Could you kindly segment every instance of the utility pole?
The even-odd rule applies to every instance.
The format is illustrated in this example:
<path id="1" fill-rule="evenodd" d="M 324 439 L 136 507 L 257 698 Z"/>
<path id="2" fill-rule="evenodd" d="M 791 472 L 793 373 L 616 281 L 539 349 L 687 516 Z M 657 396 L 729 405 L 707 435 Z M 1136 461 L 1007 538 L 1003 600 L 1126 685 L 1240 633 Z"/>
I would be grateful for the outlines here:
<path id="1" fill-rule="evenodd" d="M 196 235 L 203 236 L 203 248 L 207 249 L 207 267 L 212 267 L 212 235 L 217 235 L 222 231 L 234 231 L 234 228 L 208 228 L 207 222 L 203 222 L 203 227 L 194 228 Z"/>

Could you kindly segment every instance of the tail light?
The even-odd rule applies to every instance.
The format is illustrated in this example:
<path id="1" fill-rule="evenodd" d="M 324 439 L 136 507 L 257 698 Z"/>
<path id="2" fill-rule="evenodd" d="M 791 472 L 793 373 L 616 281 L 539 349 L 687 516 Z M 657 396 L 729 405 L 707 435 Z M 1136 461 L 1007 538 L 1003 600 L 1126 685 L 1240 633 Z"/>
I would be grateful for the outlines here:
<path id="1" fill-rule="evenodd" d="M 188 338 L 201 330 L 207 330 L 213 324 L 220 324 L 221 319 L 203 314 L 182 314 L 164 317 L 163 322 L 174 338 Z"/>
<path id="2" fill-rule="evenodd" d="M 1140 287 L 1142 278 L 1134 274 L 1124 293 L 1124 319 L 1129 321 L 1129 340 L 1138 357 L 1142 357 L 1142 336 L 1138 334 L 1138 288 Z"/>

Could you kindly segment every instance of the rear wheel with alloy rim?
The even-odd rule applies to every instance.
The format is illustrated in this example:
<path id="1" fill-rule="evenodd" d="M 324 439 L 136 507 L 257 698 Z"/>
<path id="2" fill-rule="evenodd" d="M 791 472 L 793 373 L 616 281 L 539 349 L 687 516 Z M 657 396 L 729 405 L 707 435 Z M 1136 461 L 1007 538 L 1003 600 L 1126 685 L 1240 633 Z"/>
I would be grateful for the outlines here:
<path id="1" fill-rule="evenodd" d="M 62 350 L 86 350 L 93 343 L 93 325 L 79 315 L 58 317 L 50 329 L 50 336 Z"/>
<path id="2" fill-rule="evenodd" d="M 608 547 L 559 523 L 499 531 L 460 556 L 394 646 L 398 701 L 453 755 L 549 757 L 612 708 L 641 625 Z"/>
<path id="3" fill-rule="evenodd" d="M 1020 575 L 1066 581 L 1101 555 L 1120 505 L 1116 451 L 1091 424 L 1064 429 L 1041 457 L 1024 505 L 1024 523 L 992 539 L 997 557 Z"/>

◆ **What you are asked to do**:
Copy every line of the items above without any changes.

◆ **Result of this exercise**:
Could you kindly segment every instance of the utility pole?
The even-odd rule applies to every instance.
The format is illustrated in this example:
<path id="1" fill-rule="evenodd" d="M 324 439 L 136 507 L 257 698 Z"/>
<path id="2" fill-rule="evenodd" d="M 791 472 L 793 373 L 616 281 L 539 349 L 687 516 Z M 657 396 L 729 405 L 707 435 Z M 1136 461 L 1007 538 L 1003 600 L 1126 685 L 1240 633 Z"/>
I would be grateful for the outlines here:
<path id="1" fill-rule="evenodd" d="M 196 235 L 203 236 L 203 248 L 207 249 L 207 267 L 212 267 L 212 235 L 217 235 L 222 231 L 234 231 L 234 228 L 208 228 L 207 222 L 203 222 L 203 227 L 194 228 Z"/>

Could you kindly segment every instance of the tail light?
The even-odd rule applies to every instance.
The format is illustrated in this example:
<path id="1" fill-rule="evenodd" d="M 324 439 L 136 507 L 257 698 Z"/>
<path id="2" fill-rule="evenodd" d="M 791 472 L 793 373 L 616 281 L 539 349 L 687 516 Z M 657 396 L 729 405 L 707 435 Z M 1136 461 L 1007 538 L 1003 600 L 1126 685 L 1240 633 Z"/>
I would be grateful for the outlines here:
<path id="1" fill-rule="evenodd" d="M 188 338 L 201 330 L 207 330 L 213 324 L 220 324 L 221 319 L 203 314 L 182 314 L 164 317 L 163 322 L 174 338 Z"/>
<path id="2" fill-rule="evenodd" d="M 1140 287 L 1142 278 L 1134 274 L 1124 293 L 1124 319 L 1129 321 L 1129 340 L 1138 357 L 1142 357 L 1142 336 L 1138 334 L 1138 288 Z"/>

Could you kindly segment every instance of the rear wheel with alloy rim?
The even-odd rule applies to every instance.
The format is illustrated in this example:
<path id="1" fill-rule="evenodd" d="M 324 439 L 136 507 L 257 698 Z"/>
<path id="2" fill-rule="evenodd" d="M 791 472 L 793 373 L 616 281 L 539 349 L 687 516 Z M 657 396 L 729 405 L 707 435 Z M 1136 461 L 1007 538 L 1003 600 L 1126 685 L 1240 633 Z"/>
I would be grateful for the outlines here:
<path id="1" fill-rule="evenodd" d="M 62 350 L 86 350 L 93 343 L 93 325 L 79 315 L 58 317 L 50 329 L 50 336 Z"/>
<path id="2" fill-rule="evenodd" d="M 608 547 L 559 523 L 499 531 L 460 556 L 394 646 L 398 701 L 453 755 L 549 757 L 612 708 L 641 625 Z"/>
<path id="3" fill-rule="evenodd" d="M 1020 575 L 1066 581 L 1101 555 L 1120 505 L 1116 451 L 1091 424 L 1064 429 L 1041 457 L 1024 505 L 1024 523 L 992 539 L 997 557 Z"/>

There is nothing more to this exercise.